# Task instructions
Please give the data again in full, exactly as it reads.

# Information supplied
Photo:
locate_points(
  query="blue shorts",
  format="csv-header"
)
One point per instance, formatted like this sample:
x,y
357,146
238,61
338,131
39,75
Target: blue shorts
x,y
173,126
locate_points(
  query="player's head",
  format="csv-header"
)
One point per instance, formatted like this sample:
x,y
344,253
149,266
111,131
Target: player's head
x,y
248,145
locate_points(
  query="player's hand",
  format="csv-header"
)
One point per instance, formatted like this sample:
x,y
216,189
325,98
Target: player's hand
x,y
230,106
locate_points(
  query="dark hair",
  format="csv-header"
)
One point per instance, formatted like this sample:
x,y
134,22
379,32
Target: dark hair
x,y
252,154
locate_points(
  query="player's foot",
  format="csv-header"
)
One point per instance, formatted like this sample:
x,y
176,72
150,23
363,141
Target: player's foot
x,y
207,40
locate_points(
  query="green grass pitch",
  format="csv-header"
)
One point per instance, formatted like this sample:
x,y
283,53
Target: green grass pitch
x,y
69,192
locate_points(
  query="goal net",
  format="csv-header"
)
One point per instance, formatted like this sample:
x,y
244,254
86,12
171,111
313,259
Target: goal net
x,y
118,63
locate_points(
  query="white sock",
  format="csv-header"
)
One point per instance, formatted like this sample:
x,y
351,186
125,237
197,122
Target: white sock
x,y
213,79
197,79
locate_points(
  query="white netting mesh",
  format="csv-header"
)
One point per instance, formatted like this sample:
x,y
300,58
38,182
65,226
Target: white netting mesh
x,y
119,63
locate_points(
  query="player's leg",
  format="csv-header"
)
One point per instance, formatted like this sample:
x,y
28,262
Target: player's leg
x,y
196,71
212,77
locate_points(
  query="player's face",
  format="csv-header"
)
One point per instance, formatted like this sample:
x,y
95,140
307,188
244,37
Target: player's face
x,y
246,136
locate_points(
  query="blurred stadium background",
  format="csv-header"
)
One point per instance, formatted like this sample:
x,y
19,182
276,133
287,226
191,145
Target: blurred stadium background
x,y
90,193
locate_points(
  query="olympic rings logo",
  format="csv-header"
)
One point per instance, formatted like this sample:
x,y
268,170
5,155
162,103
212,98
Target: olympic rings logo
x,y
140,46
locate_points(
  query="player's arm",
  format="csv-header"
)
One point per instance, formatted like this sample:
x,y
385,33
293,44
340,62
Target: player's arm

# Completed exercise
Photo:
locate_points(
  query="blue shorts",
  format="csv-header"
)
One point per instance, formatted like this sample:
x,y
357,146
238,61
338,131
39,75
Target: blue shorts
x,y
173,126
locate_points(
  query="player's head",
  format="csv-header"
)
One point per instance, formatted like this sample:
x,y
344,253
149,266
111,131
Target: player's head
x,y
248,145
locate_points(
  query="player's hand",
  format="csv-header"
)
One point per instance, formatted like this sample:
x,y
216,189
325,98
Target: player's hand
x,y
230,106
locate_points(
  query="dark hair",
  format="csv-header"
)
One point per instance, formatted like this sample:
x,y
134,22
379,32
Target: dark hair
x,y
252,154
locate_points(
  query="player's foot",
  format="csv-header"
)
One point per instance, formatted like this sample:
x,y
176,72
150,23
363,141
Target: player's foot
x,y
207,40
locate_points(
  query="green grass pitch",
  format="csv-header"
)
One point per instance, formatted like this sample:
x,y
283,53
Target: green grass pitch
x,y
69,192
locate_points(
  query="goal net",
  format="csv-header"
)
One point per instance, formatted like this sample:
x,y
244,254
86,12
171,111
313,259
Target: goal net
x,y
118,63
locate_points(
  query="white sock",
  format="csv-header"
)
One point per instance, formatted like this sample:
x,y
351,186
125,237
197,122
Target: white sock
x,y
213,79
197,79
locate_points(
  query="white netting mesh",
  format="csv-header"
)
One point per instance, formatted like this sample:
x,y
300,58
38,182
65,226
Target: white netting mesh
x,y
119,63
locate_points(
  query="player's leg",
  format="csv-header"
)
One point per instance, formatted like this sample:
x,y
28,262
Target: player's leg
x,y
196,71
212,77
locate_points(
  query="player's face",
  format="csv-header"
)
One point per instance, formatted like this sample:
x,y
95,140
307,188
244,37
Target: player's face
x,y
246,136
locate_points(
  query="blurred stadium background",
  format="csv-header"
)
One point per instance, formatted like this sample:
x,y
19,182
276,133
287,226
191,145
Target: blurred stadium background
x,y
90,193
locate_points(
  query="olympic rings logo",
  format="csv-header"
)
One point per instance, formatted like this sample:
x,y
268,170
5,155
162,103
212,98
Target: olympic rings logo
x,y
140,46
locate_points(
  query="player's arm",
  format="csv-header"
)
One point per instance, formatted like this sample:
x,y
385,33
293,44
340,62
Target: player's arm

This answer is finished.